[[ Text block open ]]
ID18 · GRCh37 · COSMIC v94

Mutational profile

The height of each mutational profile bar represents the proportion of one ID mutation type among all ID mutation types in the signature. Although there is no single intuitive and naturally constrained set of ID mutation types (as there arguably are for SBSs and DBSs), an 83 subclass categorisation of ID mutations was designed.

The 83 ID classification incorporates the prior knowledge that IDs commonly have sizes of 1-10 bps, that both insertions and deletions exist, that IDs of C and T occur at different rates, that IDs preferentially occur at repetitive elements, that the length of the repeat unit may influence the likelihood of an ID occurring, that the number of repeat units in a repeat stretch may influence the likelihood of an ID occurring, that IDs are also fostered in some instances by overlapping sequence microhomologies at the ID boundaries and that different mutational processes may, in principle, be differently influenced by these features. We therefore designed an 83 subclass categorisation of IDs that allows some exploration of all the above possibilities, while constraining the number of categories in order to accommodate the relatively small numbers of IDs (compared to substitutions) found in most genomes. This classification categorises IDs of lengths from 1bp to >5bp, for 1bp IDs classifies them as T or C and the number of single base repeats they occur in from 0 to >5, categorises lengths of non-single base repeat units from 2bp to >5bp and the number of repeats from 1 to >5 and size of microhomology from 0bp to >5bp. We recognise that different classifications of IDs may be preferred by others. The ID mutation types are enumerated in the following Excel document.

v3.2_ID18_PROFILE_GA_GRCh37.jpg

Genome: GRCh37

Proposed aetiology

Exposure to E.coli bacteria carrying pks pathogenicity island, producing genotoxic compound colibactin.

Comments

Strong preference for adenines 5' of homopolymer containing the deletion.
[[ Text block closed ]]
◆ Task instructions
**a.** According to the ID18 signature text, why does the 83-subclass classification limit its number of categories?
**b.** From the ID18 signature text, extract the passage from "The height of" to "mutations was designed.".
[[ Exercise data open ]]
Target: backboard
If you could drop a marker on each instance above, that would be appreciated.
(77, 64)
[[ Exercise data closed ]]
◆ Answers by item number
**a.** The number of categories was limited to accommodate the relatively small numbers of IDs found in most genomes, compared with substitutions. The classification still allows some exploration of the features known to influence where IDs occur.

**b.**
The height of each mutational profile bar represents the proportion of one ID mutation type among all ID mutation types in the signature. Although there is no single intuitive and naturally constrained set of ID mutation types (as there arguably are for SBSs and DBSs), an 83 subclass categorisation of ID mutations was designed.